**WHAT YOU WILL DO:** In the copy, keep every word of the data below and none of its pictures.

Source data:
┌────────
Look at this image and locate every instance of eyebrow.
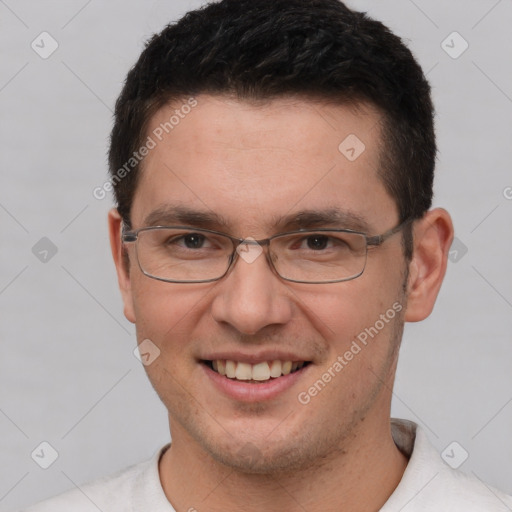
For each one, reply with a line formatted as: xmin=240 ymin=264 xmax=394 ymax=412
xmin=142 ymin=205 xmax=371 ymax=233
xmin=276 ymin=209 xmax=370 ymax=232
xmin=143 ymin=205 xmax=230 ymax=230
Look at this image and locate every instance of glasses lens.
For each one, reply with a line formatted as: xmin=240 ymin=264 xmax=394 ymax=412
xmin=270 ymin=231 xmax=367 ymax=282
xmin=136 ymin=228 xmax=233 ymax=282
xmin=133 ymin=228 xmax=368 ymax=283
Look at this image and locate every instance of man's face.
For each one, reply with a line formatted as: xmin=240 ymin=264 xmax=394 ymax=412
xmin=116 ymin=95 xmax=409 ymax=472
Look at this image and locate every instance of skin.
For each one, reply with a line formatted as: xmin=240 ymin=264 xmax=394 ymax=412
xmin=109 ymin=95 xmax=453 ymax=512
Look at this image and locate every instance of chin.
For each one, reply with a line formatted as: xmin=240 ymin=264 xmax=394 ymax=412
xmin=198 ymin=424 xmax=337 ymax=475
xmin=210 ymin=442 xmax=310 ymax=474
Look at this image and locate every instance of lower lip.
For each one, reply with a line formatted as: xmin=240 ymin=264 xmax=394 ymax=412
xmin=201 ymin=363 xmax=310 ymax=402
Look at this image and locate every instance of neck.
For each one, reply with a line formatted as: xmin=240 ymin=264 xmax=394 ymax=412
xmin=159 ymin=415 xmax=408 ymax=512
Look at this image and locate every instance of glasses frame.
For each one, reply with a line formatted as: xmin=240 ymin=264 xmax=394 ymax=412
xmin=121 ymin=219 xmax=412 ymax=284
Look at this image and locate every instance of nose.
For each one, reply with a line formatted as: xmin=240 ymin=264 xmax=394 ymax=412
xmin=210 ymin=244 xmax=293 ymax=335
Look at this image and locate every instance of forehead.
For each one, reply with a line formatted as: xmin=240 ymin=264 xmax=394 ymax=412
xmin=132 ymin=95 xmax=397 ymax=233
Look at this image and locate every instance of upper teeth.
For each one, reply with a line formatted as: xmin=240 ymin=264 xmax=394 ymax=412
xmin=211 ymin=360 xmax=305 ymax=381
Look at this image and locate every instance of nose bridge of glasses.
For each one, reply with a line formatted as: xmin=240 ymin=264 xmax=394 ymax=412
xmin=234 ymin=236 xmax=270 ymax=247
xmin=231 ymin=236 xmax=271 ymax=256
xmin=231 ymin=236 xmax=272 ymax=268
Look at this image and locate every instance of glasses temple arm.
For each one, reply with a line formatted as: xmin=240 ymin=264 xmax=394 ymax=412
xmin=366 ymin=218 xmax=413 ymax=247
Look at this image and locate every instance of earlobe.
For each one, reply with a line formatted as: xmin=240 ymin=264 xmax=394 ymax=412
xmin=108 ymin=208 xmax=136 ymax=324
xmin=404 ymin=208 xmax=454 ymax=322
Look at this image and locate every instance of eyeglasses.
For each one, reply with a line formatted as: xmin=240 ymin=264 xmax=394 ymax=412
xmin=121 ymin=220 xmax=410 ymax=284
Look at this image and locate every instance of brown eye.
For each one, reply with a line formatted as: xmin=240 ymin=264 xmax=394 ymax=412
xmin=181 ymin=233 xmax=206 ymax=249
xmin=306 ymin=235 xmax=329 ymax=250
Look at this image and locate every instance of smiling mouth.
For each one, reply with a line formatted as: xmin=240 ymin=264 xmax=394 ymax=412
xmin=202 ymin=359 xmax=311 ymax=383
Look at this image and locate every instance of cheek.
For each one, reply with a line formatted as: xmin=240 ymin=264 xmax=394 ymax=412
xmin=296 ymin=278 xmax=395 ymax=340
xmin=131 ymin=278 xmax=211 ymax=349
xmin=295 ymin=276 xmax=405 ymax=400
xmin=131 ymin=282 xmax=213 ymax=397
xmin=299 ymin=300 xmax=404 ymax=411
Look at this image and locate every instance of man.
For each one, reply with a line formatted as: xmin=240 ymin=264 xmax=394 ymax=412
xmin=23 ymin=0 xmax=512 ymax=510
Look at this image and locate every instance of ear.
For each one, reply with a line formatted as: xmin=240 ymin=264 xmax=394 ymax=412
xmin=108 ymin=208 xmax=136 ymax=324
xmin=404 ymin=208 xmax=454 ymax=322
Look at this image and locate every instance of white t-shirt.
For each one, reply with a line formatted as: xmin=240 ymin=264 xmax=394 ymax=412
xmin=20 ymin=419 xmax=512 ymax=511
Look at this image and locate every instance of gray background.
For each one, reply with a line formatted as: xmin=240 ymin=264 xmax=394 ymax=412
xmin=1 ymin=0 xmax=511 ymax=510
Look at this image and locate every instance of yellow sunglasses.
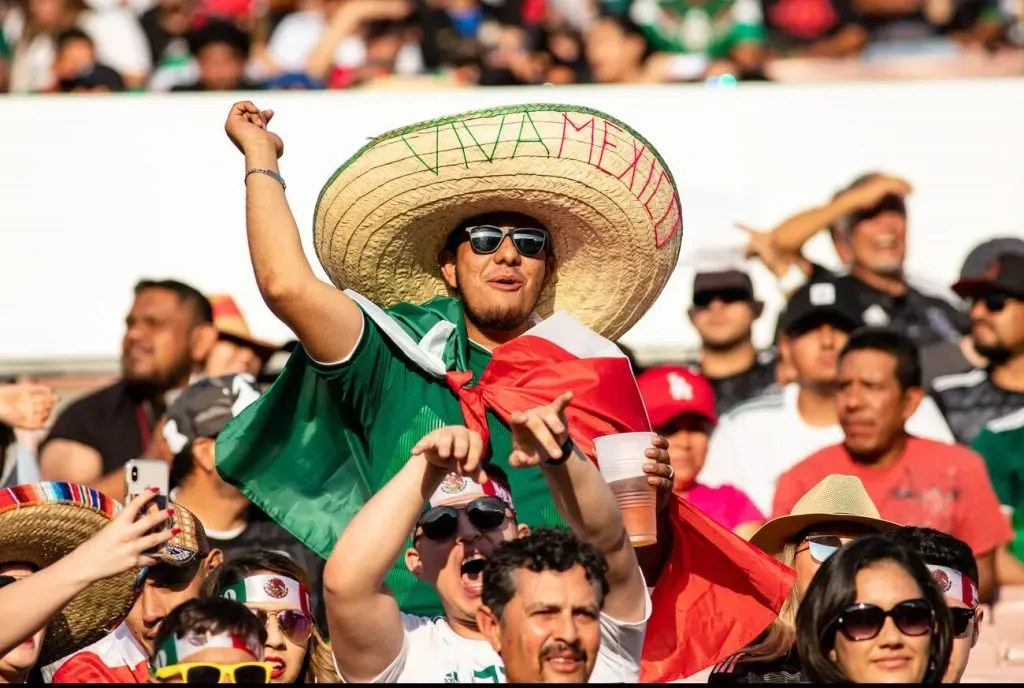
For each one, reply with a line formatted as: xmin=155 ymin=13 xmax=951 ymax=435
xmin=152 ymin=661 xmax=272 ymax=683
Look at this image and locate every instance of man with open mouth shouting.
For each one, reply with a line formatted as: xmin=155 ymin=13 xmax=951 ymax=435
xmin=324 ymin=392 xmax=650 ymax=683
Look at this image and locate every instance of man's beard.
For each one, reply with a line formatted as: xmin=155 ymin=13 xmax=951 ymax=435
xmin=702 ymin=329 xmax=751 ymax=353
xmin=462 ymin=295 xmax=533 ymax=333
xmin=973 ymin=341 xmax=1012 ymax=365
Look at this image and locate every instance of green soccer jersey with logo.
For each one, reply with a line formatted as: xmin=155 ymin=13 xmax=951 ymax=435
xmin=217 ymin=295 xmax=565 ymax=617
xmin=972 ymin=414 xmax=1024 ymax=561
└────────
**ANSWER SECTION:**
Look at this image and locate every instance of eyebrow.
For each one, reply with a line formatted as: xmin=240 ymin=264 xmax=394 ymax=412
xmin=142 ymin=205 xmax=371 ymax=233
xmin=276 ymin=209 xmax=370 ymax=232
xmin=143 ymin=205 xmax=230 ymax=230
Look at this image and locate every instance of glasses lens.
For each one, reply with a line formatted as: xmin=240 ymin=264 xmax=394 ymax=412
xmin=270 ymin=231 xmax=367 ymax=282
xmin=136 ymin=228 xmax=233 ymax=282
xmin=133 ymin=228 xmax=368 ymax=283
Look at this image and locate every instance of man's face.
For each one, reply with a line formatted as: xmin=240 ymin=264 xmax=394 ymax=412
xmin=116 ymin=95 xmax=409 ymax=472
Look at this image and locate every instance of skin.
For each one, reply with a line formatted as: xmin=240 ymin=264 xmax=394 ymax=412
xmin=109 ymin=95 xmax=453 ymax=512
Look at this image and locate every instance of chin.
For each one, reply with a line formatted as: xmin=240 ymin=264 xmax=394 ymax=412
xmin=198 ymin=424 xmax=337 ymax=475
xmin=210 ymin=442 xmax=310 ymax=474
Look at this image and locate every instance of lower lip.
For each one, reply with a line formatted as: xmin=240 ymin=264 xmax=394 ymax=412
xmin=201 ymin=363 xmax=310 ymax=402
Look at this image and locate every instance of neck.
For each one, reply with a line formatted as: xmin=240 ymin=264 xmax=394 ymax=412
xmin=159 ymin=415 xmax=408 ymax=512
Look at this image and locate every instance of glasses frame.
For each one, reply with a line formatted as: xmin=240 ymin=264 xmax=394 ymax=412
xmin=121 ymin=219 xmax=412 ymax=284
Look at this image and locate every instance of nose.
For each one, reply with a line formatted as: xmin=240 ymin=264 xmax=394 ymax=412
xmin=210 ymin=244 xmax=293 ymax=335
Look at this image and locate every instance of forehead.
For each one, reply with a line formatted as: xmin=240 ymin=264 xmax=394 ymax=412
xmin=132 ymin=95 xmax=397 ymax=233
Look at this image and locate every instance of upper teeth.
For each one, reply with a line formatted as: xmin=240 ymin=264 xmax=394 ymax=412
xmin=211 ymin=360 xmax=305 ymax=381
Look at this image and locate every instance of nose bridge of glasses.
For each one, reply with a line formatted as: xmin=240 ymin=264 xmax=394 ymax=412
xmin=234 ymin=236 xmax=270 ymax=247
xmin=231 ymin=236 xmax=271 ymax=256
xmin=231 ymin=236 xmax=272 ymax=268
Look at this image and locate every instance of glasses temple arm.
For each one, reply with a line formatted as: xmin=240 ymin=264 xmax=394 ymax=412
xmin=366 ymin=218 xmax=413 ymax=247
Look at this image and locate every instance of earlobe.
For each one, reply with a line formatted as: xmin=240 ymin=264 xmax=394 ymax=412
xmin=108 ymin=208 xmax=136 ymax=324
xmin=404 ymin=208 xmax=454 ymax=322
Look at this image and locate every instance of eyeglasses.
For each one, reply with a line formatted as: xmin=240 ymin=264 xmax=394 ymax=412
xmin=121 ymin=220 xmax=410 ymax=284
Look at this image and locate every instance of brown eye.
For each one, reply with a line formatted as: xmin=240 ymin=264 xmax=394 ymax=412
xmin=181 ymin=233 xmax=206 ymax=249
xmin=306 ymin=235 xmax=329 ymax=250
Look at this image and locate every instance of smiling mouth.
For each one, reply with a line formatted as: xmin=240 ymin=264 xmax=394 ymax=412
xmin=202 ymin=359 xmax=311 ymax=383
Look at this image and locate every instance of cheek.
For each one, reply with a line formatted as: xmin=240 ymin=264 xmax=394 ymax=412
xmin=296 ymin=278 xmax=395 ymax=340
xmin=131 ymin=278 xmax=211 ymax=349
xmin=295 ymin=276 xmax=405 ymax=400
xmin=131 ymin=282 xmax=213 ymax=397
xmin=299 ymin=300 xmax=404 ymax=411
Look at this image and locate every instance of man.
For each one, reply with a line formatted as: xmin=240 ymin=264 xmax=394 ymax=412
xmin=23 ymin=0 xmax=512 ymax=510
Look at this image and locate every instance of ear.
For each one, reply with a line formatted as: xmin=240 ymin=264 xmax=394 ymax=412
xmin=108 ymin=208 xmax=136 ymax=324
xmin=404 ymin=208 xmax=454 ymax=322
Look at this image and locate every instance of white t-shirt.
For each one, reply with a line formatted as: xmin=240 ymin=264 xmax=394 ymax=412
xmin=20 ymin=419 xmax=512 ymax=511
Look at this image and locate every instance of gray background.
For each one, reply with a line formatted as: xmin=240 ymin=264 xmax=394 ymax=412
xmin=1 ymin=0 xmax=511 ymax=510
Look at this image and locate every instance of yellow sunglasses.
For each one, reply with a line formatted as: xmin=155 ymin=13 xmax=951 ymax=435
xmin=152 ymin=661 xmax=272 ymax=683
Look at this image and locate every instance of man with open mouth shouting.
For each one, reply with a line formatted as: xmin=155 ymin=13 xmax=951 ymax=435
xmin=324 ymin=392 xmax=650 ymax=683
Look at this image and locate every instance of man's beard.
For each one, reply with a line formatted as: xmin=155 ymin=13 xmax=951 ymax=435
xmin=702 ymin=329 xmax=751 ymax=353
xmin=462 ymin=295 xmax=533 ymax=333
xmin=973 ymin=341 xmax=1012 ymax=365
Look at this image and locate every instance of green soccer jersey with logo.
For each one, reply with a line formatted as: xmin=155 ymin=13 xmax=951 ymax=435
xmin=217 ymin=295 xmax=565 ymax=617
xmin=972 ymin=414 xmax=1024 ymax=561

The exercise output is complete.